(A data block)
• • • • • • •
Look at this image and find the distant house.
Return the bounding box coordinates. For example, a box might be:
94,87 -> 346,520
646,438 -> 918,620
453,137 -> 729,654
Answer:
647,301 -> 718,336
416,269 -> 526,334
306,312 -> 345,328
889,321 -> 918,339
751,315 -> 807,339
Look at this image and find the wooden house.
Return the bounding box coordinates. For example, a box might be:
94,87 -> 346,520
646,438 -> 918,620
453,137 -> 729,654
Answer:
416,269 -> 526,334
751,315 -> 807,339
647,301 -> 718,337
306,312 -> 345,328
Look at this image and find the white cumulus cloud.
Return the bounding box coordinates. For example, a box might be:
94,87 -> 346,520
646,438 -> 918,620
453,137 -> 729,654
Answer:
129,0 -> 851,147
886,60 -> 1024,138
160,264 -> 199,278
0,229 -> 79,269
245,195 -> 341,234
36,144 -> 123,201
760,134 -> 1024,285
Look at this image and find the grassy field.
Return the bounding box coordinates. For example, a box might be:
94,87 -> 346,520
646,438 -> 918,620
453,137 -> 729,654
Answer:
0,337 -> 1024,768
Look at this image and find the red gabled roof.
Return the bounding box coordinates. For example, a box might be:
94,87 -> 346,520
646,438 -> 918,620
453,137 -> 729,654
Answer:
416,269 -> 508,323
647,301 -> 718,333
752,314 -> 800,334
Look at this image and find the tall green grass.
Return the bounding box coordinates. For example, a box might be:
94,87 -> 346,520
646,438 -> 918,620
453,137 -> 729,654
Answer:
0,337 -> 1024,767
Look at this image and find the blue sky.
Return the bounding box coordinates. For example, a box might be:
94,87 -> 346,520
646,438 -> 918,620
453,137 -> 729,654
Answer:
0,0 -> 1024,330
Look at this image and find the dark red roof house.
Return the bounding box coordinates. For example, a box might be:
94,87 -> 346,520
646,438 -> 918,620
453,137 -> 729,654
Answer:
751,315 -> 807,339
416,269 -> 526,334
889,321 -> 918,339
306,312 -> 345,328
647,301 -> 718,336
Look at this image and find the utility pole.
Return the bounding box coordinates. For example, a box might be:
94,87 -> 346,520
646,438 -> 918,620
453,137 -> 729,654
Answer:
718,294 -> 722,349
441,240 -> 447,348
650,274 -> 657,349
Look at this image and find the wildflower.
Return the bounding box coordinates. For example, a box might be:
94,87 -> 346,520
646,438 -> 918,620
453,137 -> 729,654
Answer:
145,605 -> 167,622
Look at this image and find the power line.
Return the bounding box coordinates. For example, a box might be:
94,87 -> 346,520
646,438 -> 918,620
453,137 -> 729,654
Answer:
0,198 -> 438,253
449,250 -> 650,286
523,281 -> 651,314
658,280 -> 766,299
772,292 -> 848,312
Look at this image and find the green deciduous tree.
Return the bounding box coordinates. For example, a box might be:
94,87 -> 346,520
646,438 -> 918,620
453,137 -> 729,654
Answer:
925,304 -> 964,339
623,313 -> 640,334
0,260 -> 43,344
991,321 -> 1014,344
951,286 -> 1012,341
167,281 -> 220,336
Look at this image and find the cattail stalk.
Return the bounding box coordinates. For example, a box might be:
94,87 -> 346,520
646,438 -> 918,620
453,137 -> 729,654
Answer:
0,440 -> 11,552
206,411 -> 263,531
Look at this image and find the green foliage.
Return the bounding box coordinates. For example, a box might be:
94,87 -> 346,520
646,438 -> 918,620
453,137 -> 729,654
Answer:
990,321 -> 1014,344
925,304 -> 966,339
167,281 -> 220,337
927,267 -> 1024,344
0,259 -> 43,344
• • • • • • •
**Task brief:**
Copy the listing above word for word, keeping every line in its original order.

**Answer below:**
Look at this image and find the distant house.
Return the bounding box coordinates. For example, a box might be:
94,87 -> 346,520
646,438 -> 918,620
453,137 -> 729,654
Answer:
647,301 -> 718,336
416,269 -> 526,334
306,312 -> 345,328
889,321 -> 918,339
751,315 -> 807,339
Look at this image and find the wooden house.
Return the bounding box coordinates. For example, a box might be:
94,87 -> 346,520
646,438 -> 918,620
453,137 -> 729,654
Answer:
416,269 -> 526,334
751,315 -> 807,339
647,301 -> 718,337
306,312 -> 345,328
Look at this image and find the white cumulus cloud.
Return the bounding box coordinates. For example, a box might be:
94,87 -> 346,520
646,438 -> 918,620
453,137 -> 729,654
Answer:
129,0 -> 851,147
886,60 -> 1024,138
160,264 -> 199,278
0,229 -> 79,269
245,195 -> 341,234
36,144 -> 123,201
760,134 -> 1024,285
Look at this image and find the grassy field.
Return the bounding box coordinates. For example, a box might be:
94,87 -> 346,520
646,438 -> 918,620
453,137 -> 729,654
Answer:
0,337 -> 1024,768
Look at this image and find the red gabled roof.
Return the bounding box coordinates. For example, a box might be:
94,87 -> 346,520
646,438 -> 918,620
453,137 -> 729,654
Answer:
416,269 -> 508,323
647,301 -> 718,333
752,314 -> 800,334
Look at this image and find the tall green grass.
Return the bounding box coordinates. For example, a box might be:
94,87 -> 346,520
646,438 -> 918,620
453,137 -> 729,654
Answer:
0,337 -> 1024,767
Look at this image and find the blue sky.
Return the bounding box coordinates. For example, a box might be:
94,87 -> 346,520
646,438 -> 918,620
453,137 -> 729,654
Answer:
0,0 -> 1024,330
Look at this image and find the dark red roof house.
Return the bounding box coordinates. For example, a box might be:
94,87 -> 346,520
646,438 -> 918,620
453,137 -> 729,654
Answer:
751,315 -> 807,339
416,269 -> 526,334
889,321 -> 918,339
306,312 -> 345,328
647,301 -> 718,336
Look at this image and find the utility pole.
Return the bounding box coordinates. For example, a box might be:
94,87 -> 346,520
646,438 -> 918,620
453,137 -> 729,654
Answer:
718,294 -> 722,349
441,240 -> 447,348
650,274 -> 657,349
Look at this image and find the wildflower.
Return the bounding box coordinates. For example, a box might be:
94,87 -> 346,520
646,438 -> 918,620
453,137 -> 729,654
Answer:
145,605 -> 167,622
Look at this image and find the power line.
Return the bounding box coordinates. For example, a box might be:
94,87 -> 346,520
646,438 -> 918,620
453,137 -> 729,654
Answer:
0,198 -> 438,253
449,250 -> 650,286
523,281 -> 651,314
658,280 -> 766,299
772,292 -> 848,312
Look at this image and find the green deciduous tree.
Return the bounding box coordinates. For example, a box might be:
94,87 -> 346,520
646,438 -> 918,620
453,137 -> 729,654
Answer:
925,304 -> 964,339
623,313 -> 640,334
0,260 -> 43,344
991,321 -> 1014,344
951,286 -> 1012,341
167,281 -> 220,336
Look at this image and find the cattail stalk.
Return the bounding box coordinates. For example, a box might be:
94,87 -> 346,520
646,438 -> 918,620
453,137 -> 729,654
Answer:
0,440 -> 11,552
206,411 -> 263,531
Look at this image and find the green foliage.
Return the bounding box coordinates. For example, a box might be:
94,87 -> 346,520
646,438 -> 918,620
453,137 -> 729,654
Answer:
990,321 -> 1014,344
925,304 -> 966,339
167,281 -> 220,337
927,267 -> 1024,344
0,259 -> 43,344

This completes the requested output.